#### Extract ####
The log subdirectory

It contains two files:

  • log.txt: this plain text file gives information about the different pipeline steps (input parameters, transitional results...). It is the text version of the summary.html file.
  • errors.txt: record of the standard output of the external tools used in MICRA.

The READS subdirectory

When the pre-processing module is performed, this subdircetory contains the reads (in FASTQ format) after trimming steps. This file is the input used in MICRA analysis.

The FASTQC subdirectory

When the pre-processing module is performed, this subdircetory contains the results for quality checking with FastQC.

The antibio subdirectory

When the "Antibiotic susceptibility and resistance" module is performed, a directory antibio is created containing:

  • antibiogram.html: This is the summary of the antibiotic susceptibility and resistance prediction in HTML format.

    antibiogram

    In this table, a line corresponds to a drug and contains:
    • the name of the drug
    • the Drugbank match giving the sucseptibility prediction
    • the ARDB match giving the resitance prediction
    • the prediction summarizing the profile of the strain for the drug
    • the ARDB resistance types giving more details about the resistance profile
    The statuts for the prediction are:
    • false FALSE: no match were return in the database with the corresponding threshold of identity and percentage of target coverage.

    • true TRUE: matches were return in the database with the corresponding threshold of identity and percentage of target coverage.

    • not defined NOT DEFINED: there is no entry in the database for this drug.

    The prediction is the summarize of the predictions for the sucseptibility and the resistance and are defined as follow:

    table

  • blast_results.html: this file gives the detailed results of the BLAST hits against the drugbank and ARDB databases.

    blastresults

    For each BLAST hit, several values are given:
    • the contig name produced by MICRA
    • the target coverage (the gene in the database)
    • the positions onto the contigs
    • the percentage of identity
    • the percentage of similarity

    The drugs considered in the analysis are in red and the hit considered as significative (percentage of identity and percentage of target coverage greater than the thresholds) are highlighted in yellow.

  • log.txt: gives the results in text format.

The MICRA comparison results

The result directory of the MICRA comparison tool contains several files:

  • The venn diagram named output.tiff in TIFF format showing the comparison between your samples.

    output

  • All the text files giving the gene or variant list from the different parts of the Venn diagram are also available. The name of each file gives the corresponding part of the venn diagram. The file "all.txt" contains the intersection of all samples (i.e. the variants or annotions shared by all the samples). The file named with only one sample name corresponds to the specific elements identified only into this sample. The file name with two sample names corresponds to the elements common between these two samples.
####
What to do: Copy the part of the MICRA output description starting at "It contains two" and ending at "used in MICRA.", swapping "standard output" for "standard error". The data has no part in this exercise.
#### Information provided ####
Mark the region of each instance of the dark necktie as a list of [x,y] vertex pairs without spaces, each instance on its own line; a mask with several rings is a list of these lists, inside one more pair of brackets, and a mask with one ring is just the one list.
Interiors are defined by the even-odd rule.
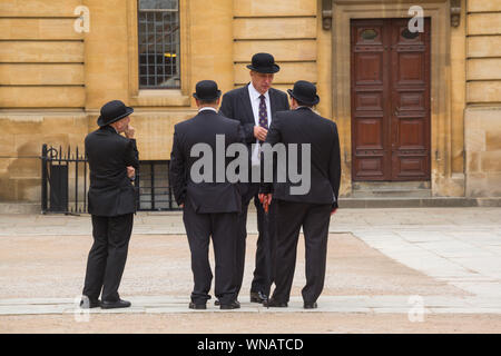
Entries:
####
Response:
It contains two files:

  • log.txt: this plain text file gives information about the different pipeline steps (input parameters, transitional results...). It is the text version of the summary.html file.
  • errors.txt: record of the standard error of the external tools used in MICRA.